Gemini Omni is a video generator in search of a workflow

Gemini Omni is a video generator in search of a workflow

Google dropped Gemini Omni into the $20 Gemini Pro plan this week, giving Pixel owners a way to generate and edit video from text, images, audio, or existing clips. The early takes call it ‘Nano Banana for video,’ and the demo reel looks sharp. But after a few hours of hands-on from people who got access, the story is already shifting. A Reddit user burned through their entire 5-hour usage window in one go and said the output ‘isn’t any better than VEO 3.1.’ The 1,000 Flow Credits a month get you roughly 25 edits, and once they’re gone, you wait.

That credit scarcity matters more than the quality debate. I wrote about a similar pattern with coding tools in The adoption gap — a tool can be technically impressive without ever slotting into someone’s actual production chain. For video generation, the line between ‘incredible demo’ and ‘usable asset’ is still wide enough to drive a truck through. If a model can’t give me a clip I can drop into a client project without burning my monthly allowance on one test, it’s a toy until the quota changes.

----

Work item: Write the next part of the piece on Gemini Omni, picking up right after its last sentence. The entries are separate material and have nothing to do with the piece on Gemini Omni.

----

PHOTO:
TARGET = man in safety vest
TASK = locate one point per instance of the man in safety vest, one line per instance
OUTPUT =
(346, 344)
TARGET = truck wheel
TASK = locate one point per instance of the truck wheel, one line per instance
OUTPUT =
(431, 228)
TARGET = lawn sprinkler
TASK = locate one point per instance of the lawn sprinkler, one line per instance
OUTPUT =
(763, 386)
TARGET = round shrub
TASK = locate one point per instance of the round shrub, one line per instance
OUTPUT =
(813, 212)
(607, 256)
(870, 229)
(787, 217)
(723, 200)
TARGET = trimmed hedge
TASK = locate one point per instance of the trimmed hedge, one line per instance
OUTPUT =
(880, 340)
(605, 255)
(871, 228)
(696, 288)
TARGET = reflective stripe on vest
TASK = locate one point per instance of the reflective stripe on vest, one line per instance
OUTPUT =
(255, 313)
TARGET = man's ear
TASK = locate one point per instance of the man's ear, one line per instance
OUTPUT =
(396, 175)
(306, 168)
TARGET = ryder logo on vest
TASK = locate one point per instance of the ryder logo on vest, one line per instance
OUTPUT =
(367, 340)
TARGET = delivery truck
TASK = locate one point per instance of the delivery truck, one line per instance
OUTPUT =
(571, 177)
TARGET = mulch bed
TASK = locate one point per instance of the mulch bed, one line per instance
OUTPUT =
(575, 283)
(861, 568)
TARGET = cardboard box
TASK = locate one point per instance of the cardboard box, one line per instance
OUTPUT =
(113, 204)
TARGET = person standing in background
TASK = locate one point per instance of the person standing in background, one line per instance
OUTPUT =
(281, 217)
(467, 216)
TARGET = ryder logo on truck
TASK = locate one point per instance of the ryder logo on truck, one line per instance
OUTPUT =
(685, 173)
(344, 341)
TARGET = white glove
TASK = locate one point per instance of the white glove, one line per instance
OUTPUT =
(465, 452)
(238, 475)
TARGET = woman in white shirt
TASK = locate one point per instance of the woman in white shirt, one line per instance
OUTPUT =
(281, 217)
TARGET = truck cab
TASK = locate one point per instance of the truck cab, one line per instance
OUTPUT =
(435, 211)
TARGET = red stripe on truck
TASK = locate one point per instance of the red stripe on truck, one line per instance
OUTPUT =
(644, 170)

----

Result below:
The Reddit thread about the launch perfectly captures the split: some people see a huge step forward because it’s multimodal and chat-native, while others point out that the model’s real strength is manipulation, not net-new generation, and it’s still locked behind a gate that punishes exploration. That tension is the only thing I’m watching now — whether Google widens the gate fast enough for anyone to actually build a workflow around this, or leaves it as a Pixel novelty that looks great in a tweet.